Task directions
Your answer must be the line holding "Where can you see the clear" followed by every later line through the end of the entries, exactly as written.
━━ Data to process
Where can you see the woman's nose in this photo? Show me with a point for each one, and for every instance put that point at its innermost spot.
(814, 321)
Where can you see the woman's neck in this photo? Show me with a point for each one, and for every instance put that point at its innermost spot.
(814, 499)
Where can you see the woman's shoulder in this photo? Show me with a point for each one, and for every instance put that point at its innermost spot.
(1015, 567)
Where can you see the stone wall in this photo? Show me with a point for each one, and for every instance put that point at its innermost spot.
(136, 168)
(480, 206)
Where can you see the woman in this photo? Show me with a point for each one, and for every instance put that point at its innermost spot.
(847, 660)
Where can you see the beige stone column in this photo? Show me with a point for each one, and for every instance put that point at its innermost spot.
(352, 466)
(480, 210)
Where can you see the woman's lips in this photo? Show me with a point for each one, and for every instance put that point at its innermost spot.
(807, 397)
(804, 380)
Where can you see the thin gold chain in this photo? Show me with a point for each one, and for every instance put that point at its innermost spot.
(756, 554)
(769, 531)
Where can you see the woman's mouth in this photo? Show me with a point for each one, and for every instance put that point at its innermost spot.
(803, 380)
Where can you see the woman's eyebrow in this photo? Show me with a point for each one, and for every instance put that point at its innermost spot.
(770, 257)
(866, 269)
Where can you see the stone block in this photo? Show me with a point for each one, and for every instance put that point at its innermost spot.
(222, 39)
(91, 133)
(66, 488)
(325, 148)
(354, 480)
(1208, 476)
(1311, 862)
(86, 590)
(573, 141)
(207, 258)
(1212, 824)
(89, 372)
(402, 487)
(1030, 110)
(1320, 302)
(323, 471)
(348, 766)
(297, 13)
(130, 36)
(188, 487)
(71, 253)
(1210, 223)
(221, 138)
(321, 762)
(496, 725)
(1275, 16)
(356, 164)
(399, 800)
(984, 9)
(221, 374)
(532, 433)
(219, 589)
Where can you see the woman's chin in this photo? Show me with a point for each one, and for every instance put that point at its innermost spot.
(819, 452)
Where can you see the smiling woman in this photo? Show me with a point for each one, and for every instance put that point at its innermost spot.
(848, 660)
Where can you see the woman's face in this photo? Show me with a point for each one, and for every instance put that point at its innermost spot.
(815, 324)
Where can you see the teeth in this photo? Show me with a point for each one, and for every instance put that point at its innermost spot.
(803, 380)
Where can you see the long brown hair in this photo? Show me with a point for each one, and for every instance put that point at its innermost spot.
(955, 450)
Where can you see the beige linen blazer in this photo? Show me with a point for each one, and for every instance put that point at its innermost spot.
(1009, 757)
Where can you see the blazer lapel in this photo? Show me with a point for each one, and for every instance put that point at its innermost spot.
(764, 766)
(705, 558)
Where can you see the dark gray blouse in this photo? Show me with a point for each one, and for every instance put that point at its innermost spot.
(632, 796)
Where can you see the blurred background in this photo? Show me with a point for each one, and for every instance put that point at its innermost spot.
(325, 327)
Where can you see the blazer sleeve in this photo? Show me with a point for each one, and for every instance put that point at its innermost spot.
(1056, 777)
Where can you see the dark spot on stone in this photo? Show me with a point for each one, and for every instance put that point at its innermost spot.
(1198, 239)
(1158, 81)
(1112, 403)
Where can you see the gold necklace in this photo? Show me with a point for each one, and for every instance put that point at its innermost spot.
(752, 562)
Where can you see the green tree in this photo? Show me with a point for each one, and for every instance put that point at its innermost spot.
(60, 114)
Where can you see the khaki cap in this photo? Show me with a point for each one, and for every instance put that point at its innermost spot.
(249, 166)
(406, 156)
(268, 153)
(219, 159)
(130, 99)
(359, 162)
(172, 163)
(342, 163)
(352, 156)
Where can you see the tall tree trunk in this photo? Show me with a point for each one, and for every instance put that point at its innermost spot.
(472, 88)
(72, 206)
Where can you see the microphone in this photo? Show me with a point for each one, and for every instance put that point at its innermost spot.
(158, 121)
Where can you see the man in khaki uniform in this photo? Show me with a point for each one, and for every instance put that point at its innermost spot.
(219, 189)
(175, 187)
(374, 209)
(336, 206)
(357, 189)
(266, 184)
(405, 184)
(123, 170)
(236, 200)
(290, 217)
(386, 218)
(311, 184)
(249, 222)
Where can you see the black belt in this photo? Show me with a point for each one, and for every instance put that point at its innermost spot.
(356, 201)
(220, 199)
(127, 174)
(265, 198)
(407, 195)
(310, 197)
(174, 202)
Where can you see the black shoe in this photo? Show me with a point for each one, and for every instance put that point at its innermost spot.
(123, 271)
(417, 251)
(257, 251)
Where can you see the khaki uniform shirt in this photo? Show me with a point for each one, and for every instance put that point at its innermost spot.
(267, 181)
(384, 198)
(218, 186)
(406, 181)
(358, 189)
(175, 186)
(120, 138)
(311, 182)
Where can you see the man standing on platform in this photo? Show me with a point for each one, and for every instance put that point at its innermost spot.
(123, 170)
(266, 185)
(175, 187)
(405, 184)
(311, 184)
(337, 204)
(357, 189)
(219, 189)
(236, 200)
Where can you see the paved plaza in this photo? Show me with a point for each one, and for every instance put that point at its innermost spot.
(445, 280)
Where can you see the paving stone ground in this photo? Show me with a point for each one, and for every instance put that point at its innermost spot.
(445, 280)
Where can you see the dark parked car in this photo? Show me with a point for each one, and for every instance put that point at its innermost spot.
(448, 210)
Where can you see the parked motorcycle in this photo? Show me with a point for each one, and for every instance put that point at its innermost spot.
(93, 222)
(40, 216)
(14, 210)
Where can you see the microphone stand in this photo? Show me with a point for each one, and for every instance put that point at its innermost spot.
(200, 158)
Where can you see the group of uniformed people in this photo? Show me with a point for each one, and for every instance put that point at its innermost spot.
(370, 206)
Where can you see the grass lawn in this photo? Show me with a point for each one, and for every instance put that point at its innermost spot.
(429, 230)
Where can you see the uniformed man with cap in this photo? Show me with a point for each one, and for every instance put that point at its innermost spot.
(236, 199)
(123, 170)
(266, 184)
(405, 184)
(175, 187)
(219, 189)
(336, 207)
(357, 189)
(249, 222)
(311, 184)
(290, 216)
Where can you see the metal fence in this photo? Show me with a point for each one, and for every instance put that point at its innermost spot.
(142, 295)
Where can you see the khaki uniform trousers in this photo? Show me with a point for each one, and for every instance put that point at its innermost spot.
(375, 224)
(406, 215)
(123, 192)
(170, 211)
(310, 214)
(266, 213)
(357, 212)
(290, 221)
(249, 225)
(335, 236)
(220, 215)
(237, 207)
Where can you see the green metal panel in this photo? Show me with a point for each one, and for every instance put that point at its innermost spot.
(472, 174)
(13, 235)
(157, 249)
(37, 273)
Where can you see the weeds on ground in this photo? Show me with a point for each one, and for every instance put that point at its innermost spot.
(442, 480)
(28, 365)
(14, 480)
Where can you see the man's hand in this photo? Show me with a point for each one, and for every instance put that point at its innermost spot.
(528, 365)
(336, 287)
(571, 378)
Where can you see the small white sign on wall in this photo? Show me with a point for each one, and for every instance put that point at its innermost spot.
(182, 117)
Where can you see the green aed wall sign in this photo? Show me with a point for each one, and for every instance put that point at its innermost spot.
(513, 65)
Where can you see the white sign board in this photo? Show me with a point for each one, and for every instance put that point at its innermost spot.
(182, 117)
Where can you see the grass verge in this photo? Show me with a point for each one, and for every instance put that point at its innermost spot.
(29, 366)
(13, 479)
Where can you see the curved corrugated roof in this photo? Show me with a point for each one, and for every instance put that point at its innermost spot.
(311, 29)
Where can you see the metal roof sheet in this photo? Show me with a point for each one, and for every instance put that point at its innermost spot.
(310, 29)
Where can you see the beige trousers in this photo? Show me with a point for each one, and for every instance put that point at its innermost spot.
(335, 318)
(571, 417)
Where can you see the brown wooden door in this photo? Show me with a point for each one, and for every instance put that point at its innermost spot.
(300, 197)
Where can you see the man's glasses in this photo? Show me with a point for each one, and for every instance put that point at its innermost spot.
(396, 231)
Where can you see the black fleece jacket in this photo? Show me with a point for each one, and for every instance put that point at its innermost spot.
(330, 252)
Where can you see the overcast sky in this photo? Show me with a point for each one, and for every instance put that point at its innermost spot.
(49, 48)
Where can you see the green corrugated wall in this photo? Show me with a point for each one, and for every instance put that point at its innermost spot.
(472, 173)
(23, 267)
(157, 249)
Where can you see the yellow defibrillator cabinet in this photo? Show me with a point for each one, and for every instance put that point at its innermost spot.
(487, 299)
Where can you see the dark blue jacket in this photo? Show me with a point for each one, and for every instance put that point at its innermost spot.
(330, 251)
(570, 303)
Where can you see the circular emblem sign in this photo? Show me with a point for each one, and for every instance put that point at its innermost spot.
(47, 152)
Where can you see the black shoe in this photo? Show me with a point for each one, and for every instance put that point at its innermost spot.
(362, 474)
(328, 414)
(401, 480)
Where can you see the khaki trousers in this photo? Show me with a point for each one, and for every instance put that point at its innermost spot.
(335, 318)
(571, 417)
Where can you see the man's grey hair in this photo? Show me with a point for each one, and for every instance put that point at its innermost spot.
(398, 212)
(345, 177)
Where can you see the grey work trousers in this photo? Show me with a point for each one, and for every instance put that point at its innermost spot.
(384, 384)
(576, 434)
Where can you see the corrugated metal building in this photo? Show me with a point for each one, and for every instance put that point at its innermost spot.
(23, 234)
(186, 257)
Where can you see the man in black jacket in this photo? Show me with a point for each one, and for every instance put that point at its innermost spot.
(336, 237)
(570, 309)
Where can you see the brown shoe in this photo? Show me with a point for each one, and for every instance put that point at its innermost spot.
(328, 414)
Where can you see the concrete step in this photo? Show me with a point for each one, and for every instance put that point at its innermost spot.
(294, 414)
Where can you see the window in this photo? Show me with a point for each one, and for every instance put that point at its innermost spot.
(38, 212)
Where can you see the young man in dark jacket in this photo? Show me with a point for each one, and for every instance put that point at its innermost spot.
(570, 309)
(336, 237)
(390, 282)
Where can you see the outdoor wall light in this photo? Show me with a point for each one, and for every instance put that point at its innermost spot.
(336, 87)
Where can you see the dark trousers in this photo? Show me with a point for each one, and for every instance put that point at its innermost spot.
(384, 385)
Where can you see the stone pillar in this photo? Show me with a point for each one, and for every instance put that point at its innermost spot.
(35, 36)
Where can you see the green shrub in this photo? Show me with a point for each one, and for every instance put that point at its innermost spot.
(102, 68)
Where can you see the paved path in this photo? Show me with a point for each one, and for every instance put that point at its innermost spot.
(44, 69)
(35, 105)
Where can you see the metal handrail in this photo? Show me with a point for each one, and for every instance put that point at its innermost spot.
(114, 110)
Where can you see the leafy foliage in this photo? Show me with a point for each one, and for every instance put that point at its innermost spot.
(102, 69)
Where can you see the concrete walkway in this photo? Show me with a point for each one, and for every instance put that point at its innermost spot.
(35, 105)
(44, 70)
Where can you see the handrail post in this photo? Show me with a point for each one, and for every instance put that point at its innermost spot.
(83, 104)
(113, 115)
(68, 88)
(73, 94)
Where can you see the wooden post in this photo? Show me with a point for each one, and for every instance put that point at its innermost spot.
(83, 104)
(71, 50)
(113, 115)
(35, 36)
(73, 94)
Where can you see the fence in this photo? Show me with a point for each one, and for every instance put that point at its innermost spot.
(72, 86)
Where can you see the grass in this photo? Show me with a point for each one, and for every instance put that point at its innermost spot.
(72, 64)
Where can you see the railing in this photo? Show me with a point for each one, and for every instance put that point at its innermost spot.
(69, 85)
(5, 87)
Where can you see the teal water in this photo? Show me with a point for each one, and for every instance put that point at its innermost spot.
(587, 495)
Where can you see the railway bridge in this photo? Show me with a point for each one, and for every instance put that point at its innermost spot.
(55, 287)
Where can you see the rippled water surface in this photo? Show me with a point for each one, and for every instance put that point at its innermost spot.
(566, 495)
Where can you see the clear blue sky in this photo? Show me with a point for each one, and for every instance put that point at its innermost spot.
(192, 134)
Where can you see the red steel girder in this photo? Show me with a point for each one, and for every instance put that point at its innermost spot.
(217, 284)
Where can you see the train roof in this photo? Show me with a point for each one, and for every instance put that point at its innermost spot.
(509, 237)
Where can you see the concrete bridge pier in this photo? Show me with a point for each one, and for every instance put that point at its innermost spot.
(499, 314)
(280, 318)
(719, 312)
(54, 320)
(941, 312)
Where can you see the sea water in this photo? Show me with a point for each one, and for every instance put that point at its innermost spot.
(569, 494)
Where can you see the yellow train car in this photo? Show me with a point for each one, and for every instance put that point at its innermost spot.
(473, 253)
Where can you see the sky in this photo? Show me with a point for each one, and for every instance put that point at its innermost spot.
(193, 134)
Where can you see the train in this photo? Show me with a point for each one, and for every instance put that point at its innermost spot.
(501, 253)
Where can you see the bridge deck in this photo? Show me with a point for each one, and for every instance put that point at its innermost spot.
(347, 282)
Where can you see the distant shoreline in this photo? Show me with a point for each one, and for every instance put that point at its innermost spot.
━━━━
Written response
Where can you see the clear blue sky in this photo? Show me with a point for each one, and for every instance put that point at its innermost spot.
(192, 134)
Where can you see the red steel girder in this photo? Show me with a point for each one, and for every instance put that point at its innermost spot.
(217, 284)
Where can you see the train roof in this photo? Show me with a point for each one, and for every instance put that point at its innermost spot.
(509, 237)
Where can you see the concrete bridge pier in this photo? Show me with a point for each one, and for every instance put that point at its innermost spot.
(499, 314)
(280, 318)
(719, 312)
(54, 320)
(941, 312)
Where can you see the sea water in this photo? Show me with a point for each one, and for every instance put that point at its innermost spot.
(569, 494)
Where can you see the yellow train car in this photo? Show me with a point for each one, and for every instance put that point at its innermost spot.
(473, 253)
Where can you see the sky in this photo? Show me with a point for each one, and for every instance put that point at its innermost spot.
(193, 134)
Where can you see the train in this photo? Show me with a point for each one, and for every instance put that point at its innermost spot.
(501, 253)
Where can you see the bridge deck in this photo? Show me with a point for each one, and for every instance put that point at its innermost spot.
(347, 282)
Where can you see the distant shoreline in this photo? Show me with a point for each one, and for every instance put that point at its innermost spot.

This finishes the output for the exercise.